Estréia a "pedra fundamental" de Kar-wai

Divulgação
Maggie Cheung e Leslie Cheung em cena de "Dias Selvagens', segundo longa de Wong Kar-wai


CÁSSIO STARLING CARLOS
CRÍTICO DA FOLHA

Para quem já conhece e cultua os filmes de Wong Kar-wai o lançamento, mesmo que tardio, de "Dias Selvagens" é um presentão de Ano Novo. Para quem ainda não os conhece, trata-se de uma sedutora porta de entrada ao universo mental e estético de um dos diretores mais sofisticados do aclamado cinema oriental.
O longa, de 1990, é o segundo de Kar-wai e demarca com clareza todo um conjunto pessoal e referencial que se desdobraria com ainda mais coerência em seus títulos seguintes ("Ashes of Time", "Amores Expressos", "Anjos Caídos", "Felizes Juntos", "Amor à Flor da Pele", o episódio em "Eros" e "2046").

§ §

Partes do exercício:
1 – Passe para o inglês esta frase da crítica: «Para quem já conhece e cultua os filmes de Wong Kar-wai o lançamento, mesmo que tardio, de "Dias Selvagens" é um presentão de Ano Novo.»
2 – Copie da crítica o trecho que vai de "CÁSSIO STARLING CARLOS" até "aclamado cinema oriental.".
3 – Responda com base na crítica:
(a) Quem assina a crítica?
(b) De que ano é o longa "Dias Selvagens"?
(c) O que o lançamento representa para quem já conhece e cultua os filmes de Wong Kar-wai?

§ §

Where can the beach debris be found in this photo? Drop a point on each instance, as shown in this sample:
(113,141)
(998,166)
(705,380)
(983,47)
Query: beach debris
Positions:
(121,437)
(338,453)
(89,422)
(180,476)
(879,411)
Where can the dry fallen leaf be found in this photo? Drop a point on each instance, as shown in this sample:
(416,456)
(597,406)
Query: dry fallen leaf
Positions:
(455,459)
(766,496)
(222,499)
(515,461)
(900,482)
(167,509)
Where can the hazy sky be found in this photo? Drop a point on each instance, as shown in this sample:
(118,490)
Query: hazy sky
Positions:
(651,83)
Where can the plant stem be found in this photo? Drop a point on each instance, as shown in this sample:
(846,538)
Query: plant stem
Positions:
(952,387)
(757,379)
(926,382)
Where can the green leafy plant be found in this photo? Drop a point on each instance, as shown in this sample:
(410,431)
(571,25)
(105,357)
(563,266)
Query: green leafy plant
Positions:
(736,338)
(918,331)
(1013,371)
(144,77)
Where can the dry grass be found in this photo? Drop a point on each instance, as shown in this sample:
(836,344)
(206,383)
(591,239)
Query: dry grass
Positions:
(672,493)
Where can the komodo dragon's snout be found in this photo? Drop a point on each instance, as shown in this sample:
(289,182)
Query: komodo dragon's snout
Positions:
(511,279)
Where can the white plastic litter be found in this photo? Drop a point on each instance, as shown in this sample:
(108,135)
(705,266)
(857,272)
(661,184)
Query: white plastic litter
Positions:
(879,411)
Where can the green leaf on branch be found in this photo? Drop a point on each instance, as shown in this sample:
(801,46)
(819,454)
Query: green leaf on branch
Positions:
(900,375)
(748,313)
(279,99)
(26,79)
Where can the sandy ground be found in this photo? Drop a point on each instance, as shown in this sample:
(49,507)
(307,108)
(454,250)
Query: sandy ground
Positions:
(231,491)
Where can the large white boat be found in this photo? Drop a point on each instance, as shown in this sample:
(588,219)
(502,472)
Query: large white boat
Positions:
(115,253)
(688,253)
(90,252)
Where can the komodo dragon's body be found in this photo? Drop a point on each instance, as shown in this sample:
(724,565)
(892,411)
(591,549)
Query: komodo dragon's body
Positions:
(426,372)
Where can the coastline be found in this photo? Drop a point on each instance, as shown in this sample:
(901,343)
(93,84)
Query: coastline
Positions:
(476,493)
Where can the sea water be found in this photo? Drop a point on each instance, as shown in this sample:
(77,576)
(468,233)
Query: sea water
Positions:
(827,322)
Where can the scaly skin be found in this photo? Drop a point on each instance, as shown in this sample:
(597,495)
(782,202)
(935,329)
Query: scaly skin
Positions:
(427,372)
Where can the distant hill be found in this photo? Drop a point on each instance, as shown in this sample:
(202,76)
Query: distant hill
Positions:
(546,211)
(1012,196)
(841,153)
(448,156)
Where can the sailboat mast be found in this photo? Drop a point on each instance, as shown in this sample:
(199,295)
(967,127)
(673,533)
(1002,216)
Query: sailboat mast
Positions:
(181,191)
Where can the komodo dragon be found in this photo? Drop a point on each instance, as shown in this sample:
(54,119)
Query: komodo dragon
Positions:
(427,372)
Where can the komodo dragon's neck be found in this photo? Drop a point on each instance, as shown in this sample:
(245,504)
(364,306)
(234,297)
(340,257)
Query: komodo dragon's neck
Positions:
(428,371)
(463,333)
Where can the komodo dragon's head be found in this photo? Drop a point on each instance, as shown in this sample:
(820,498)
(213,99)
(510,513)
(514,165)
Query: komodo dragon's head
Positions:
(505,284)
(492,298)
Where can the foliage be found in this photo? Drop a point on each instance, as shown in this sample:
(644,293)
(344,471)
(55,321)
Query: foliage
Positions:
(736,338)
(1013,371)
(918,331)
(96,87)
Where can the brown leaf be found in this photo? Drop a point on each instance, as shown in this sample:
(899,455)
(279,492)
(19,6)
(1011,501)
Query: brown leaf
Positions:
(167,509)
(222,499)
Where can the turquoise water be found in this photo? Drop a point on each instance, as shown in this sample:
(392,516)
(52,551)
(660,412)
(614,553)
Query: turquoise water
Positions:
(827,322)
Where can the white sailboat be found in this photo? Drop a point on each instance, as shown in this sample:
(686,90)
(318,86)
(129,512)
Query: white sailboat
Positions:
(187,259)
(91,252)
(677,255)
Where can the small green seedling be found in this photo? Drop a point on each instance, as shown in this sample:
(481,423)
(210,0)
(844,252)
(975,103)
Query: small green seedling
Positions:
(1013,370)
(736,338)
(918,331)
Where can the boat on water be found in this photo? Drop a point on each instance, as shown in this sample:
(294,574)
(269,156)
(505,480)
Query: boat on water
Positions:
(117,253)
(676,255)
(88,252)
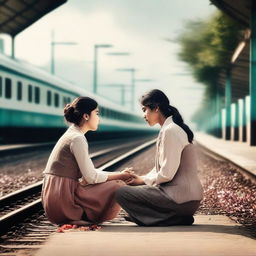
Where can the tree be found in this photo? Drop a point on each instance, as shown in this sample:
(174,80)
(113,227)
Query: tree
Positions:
(207,46)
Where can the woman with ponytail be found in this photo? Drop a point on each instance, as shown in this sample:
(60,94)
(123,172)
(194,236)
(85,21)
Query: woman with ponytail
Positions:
(64,198)
(171,193)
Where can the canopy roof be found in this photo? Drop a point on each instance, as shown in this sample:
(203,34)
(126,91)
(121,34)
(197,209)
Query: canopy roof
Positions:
(17,15)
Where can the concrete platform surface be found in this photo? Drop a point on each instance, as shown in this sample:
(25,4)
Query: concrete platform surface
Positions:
(240,153)
(211,235)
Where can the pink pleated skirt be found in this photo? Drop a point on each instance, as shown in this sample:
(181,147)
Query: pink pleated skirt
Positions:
(65,200)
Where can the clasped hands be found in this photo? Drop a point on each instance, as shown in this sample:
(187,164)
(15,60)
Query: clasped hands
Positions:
(130,178)
(127,175)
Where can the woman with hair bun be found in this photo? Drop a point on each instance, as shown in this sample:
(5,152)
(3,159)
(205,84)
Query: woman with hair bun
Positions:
(171,193)
(64,198)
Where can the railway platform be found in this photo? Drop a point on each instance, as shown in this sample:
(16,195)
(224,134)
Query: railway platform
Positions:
(211,235)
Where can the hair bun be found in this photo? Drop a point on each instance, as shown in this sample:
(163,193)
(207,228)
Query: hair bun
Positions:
(69,113)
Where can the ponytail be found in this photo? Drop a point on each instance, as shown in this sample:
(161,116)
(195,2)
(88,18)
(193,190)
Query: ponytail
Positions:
(177,119)
(157,98)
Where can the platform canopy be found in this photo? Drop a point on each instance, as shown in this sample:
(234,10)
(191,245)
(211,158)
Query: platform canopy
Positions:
(17,15)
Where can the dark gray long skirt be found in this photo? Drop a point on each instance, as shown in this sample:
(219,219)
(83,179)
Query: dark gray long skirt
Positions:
(148,206)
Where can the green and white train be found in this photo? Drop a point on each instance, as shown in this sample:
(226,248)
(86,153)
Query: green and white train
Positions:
(32,102)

§ §

Respostas em ordem:
1 – For those who already know and worship Wong Kar-wai's films, the release, even if late, of "Dias Selvagens" is a great New Year's gift.

2 –
CÁSSIO STARLING CARLOS
CRÍTICO DA FOLHA

Para quem já conhece e cultua os filmes de Wong Kar-wai o lançamento, mesmo que tardio, de "Dias Selvagens" é um presentão de Ano Novo. Para quem ainda não os conhece, trata-se de uma sedutora porta de entrada ao universo mental e estético de um dos diretores mais sofisticados do aclamado cinema oriental.

3 –
(a) Cássio Starling Carlos, crítico da Folha.
(b) De 1990.
(c) Um presentão de Ano Novo.